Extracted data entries

◆ ◆ ◆ ◆ ◆ ◆ ◆

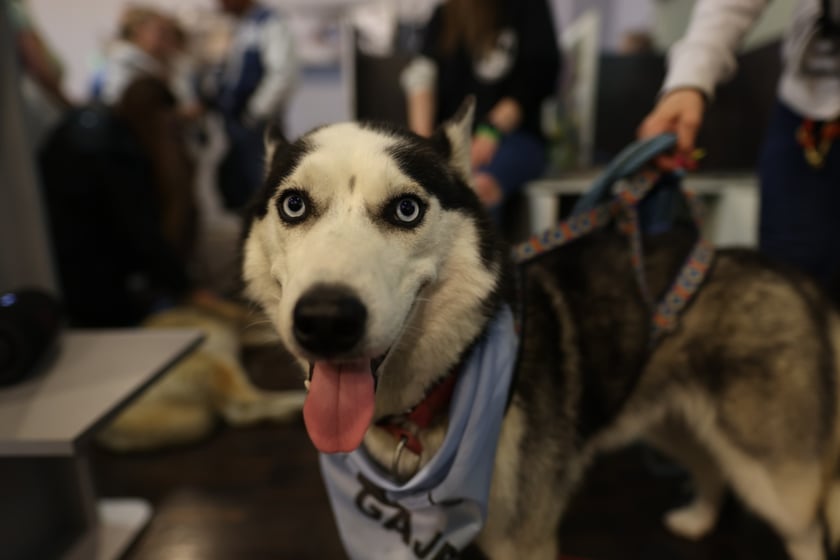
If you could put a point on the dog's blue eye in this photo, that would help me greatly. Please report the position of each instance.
(293, 206)
(408, 210)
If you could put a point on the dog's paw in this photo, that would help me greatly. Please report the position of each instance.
(693, 521)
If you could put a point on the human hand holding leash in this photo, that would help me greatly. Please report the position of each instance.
(680, 112)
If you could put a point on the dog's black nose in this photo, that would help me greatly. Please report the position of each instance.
(329, 320)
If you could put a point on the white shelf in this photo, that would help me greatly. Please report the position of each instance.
(94, 373)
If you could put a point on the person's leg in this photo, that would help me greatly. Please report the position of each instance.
(241, 170)
(799, 221)
(521, 157)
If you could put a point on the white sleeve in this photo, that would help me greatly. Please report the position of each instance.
(419, 75)
(705, 56)
(279, 70)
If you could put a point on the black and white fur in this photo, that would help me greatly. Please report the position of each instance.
(744, 394)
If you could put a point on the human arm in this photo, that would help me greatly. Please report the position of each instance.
(280, 71)
(703, 58)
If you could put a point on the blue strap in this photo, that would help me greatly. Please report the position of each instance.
(629, 162)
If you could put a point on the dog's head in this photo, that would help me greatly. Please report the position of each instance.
(372, 256)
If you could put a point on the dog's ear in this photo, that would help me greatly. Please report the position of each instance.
(273, 139)
(454, 139)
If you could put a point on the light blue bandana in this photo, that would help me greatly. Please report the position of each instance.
(440, 510)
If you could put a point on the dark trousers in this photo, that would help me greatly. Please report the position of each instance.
(241, 171)
(800, 205)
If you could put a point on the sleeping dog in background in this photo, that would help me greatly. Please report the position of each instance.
(441, 424)
(209, 384)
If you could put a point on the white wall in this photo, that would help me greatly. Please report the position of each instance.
(672, 16)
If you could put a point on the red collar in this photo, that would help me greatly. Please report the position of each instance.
(422, 415)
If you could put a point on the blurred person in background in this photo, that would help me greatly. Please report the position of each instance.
(255, 84)
(799, 168)
(506, 53)
(44, 98)
(150, 43)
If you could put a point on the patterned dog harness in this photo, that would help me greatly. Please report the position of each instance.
(626, 183)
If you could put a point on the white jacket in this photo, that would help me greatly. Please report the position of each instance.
(705, 56)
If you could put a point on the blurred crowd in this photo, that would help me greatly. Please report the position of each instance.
(120, 171)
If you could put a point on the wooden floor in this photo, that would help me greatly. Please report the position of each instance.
(256, 494)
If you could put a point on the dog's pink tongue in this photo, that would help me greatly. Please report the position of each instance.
(339, 406)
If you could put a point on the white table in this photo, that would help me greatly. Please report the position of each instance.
(47, 501)
(731, 200)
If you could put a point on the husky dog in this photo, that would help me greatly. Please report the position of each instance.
(374, 260)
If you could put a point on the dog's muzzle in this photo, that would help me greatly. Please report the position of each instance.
(329, 320)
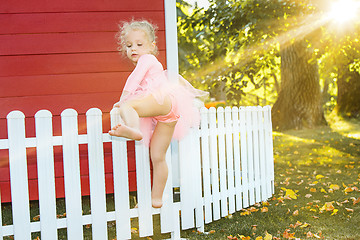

◆ ◆ ◆ ◆ ◆ ◆ ◆

### [Your instructions]
Each entry above is to be restated exactly, without its images.

### [Problem solution]
If you could put a point on the dog's blue eye in this photo, that would help me greatly. Please report the position of each instance.
(293, 206)
(408, 210)
If you could put a point on the dog's paw in this photo, that would help me greatly. Please report the position of each instance.
(693, 521)
If you could put a point on the human hand holding leash in this photo, that would help me greatly. Please report the position of each instance.
(680, 112)
If you could put a point on the dog's black nose in this photo, that would help me greatly. Please report the position of each instance.
(329, 320)
If you could put a point on the white shelf in this photo, that would help me greatly. Please report the position of each instance.
(94, 373)
If you could put a point on the person's leg in this photo, that would help me greatly. Please report the position of each instance.
(241, 170)
(799, 221)
(521, 157)
If you could put a point on the white sleeve in this photo, that would help me greatly. Please report the position of each instance.
(419, 75)
(705, 56)
(279, 70)
If you could put a point on the black and white fur in this photo, that would help me greatly. Please report the position of each instance.
(744, 394)
If you could put a point on the human arm in this photo, that would help me greatly. Please report the position of each instance.
(280, 71)
(703, 58)
If you could put a point on the blue strap in this photo, that would help me greatly. Please report the position of each instance.
(629, 162)
If you could put a point on the dog's head in this photo, that would help me greatly. Please report the position of each instance.
(372, 256)
If you could put a point on the dog's ear in this photo, that would help me greatly. Please report the position of each instance.
(273, 139)
(454, 139)
If you could put a point on the light blue bandana in this photo, that would help me greatly. Please report the position of each instance.
(440, 510)
If you could put a point on the dark trousers in this photo, that would help me greatly. Please report the position of each instance.
(241, 171)
(800, 205)
If you could put a point on the sleeping dog in background in this photo, that would help me greatly. Please report the position of each instance.
(441, 424)
(209, 384)
If you could put a point on the white wall in this photo, that would help me greatly. Please report the position of each instance.
(672, 16)
If you could put a point on the red collar in this photo, that would help me greatly. Please report the position of each instance.
(422, 415)
If you could put a point on the blurred person in background in this photo, that would help me greatly. Please report the position of each instance.
(255, 84)
(799, 168)
(506, 53)
(44, 98)
(150, 43)
If you could put a point on the patterned dog harness in this photo, that would help me greatly. Please report the position of each instance.
(626, 183)
If you could put a point on the white jacket in this photo, that would help me greatly. Please report the position of each instance.
(705, 56)
If you could put a point on the blurred crowd in this photo, that would help me greatly. Please report the position of each instance.
(120, 171)
If you could put a point on the wooden floor in this photo, that would help me greatly. Please report the position of each instance.
(256, 494)
If you could put a point on the dog's pink tongue in this photo, that would help me greatly. Please report the position of each instance.
(339, 406)
If you could put a point on the white table in this photo, that would help me greatly. Please report the position of each instance.
(47, 501)
(731, 200)
If you could put a point on the husky dog in this photo, that would help me greatly. Please report the position of each instance.
(374, 260)
If you could put a point on the dog's muzzle in this photo, that would help me greatly. Please report the position of each instance.
(329, 320)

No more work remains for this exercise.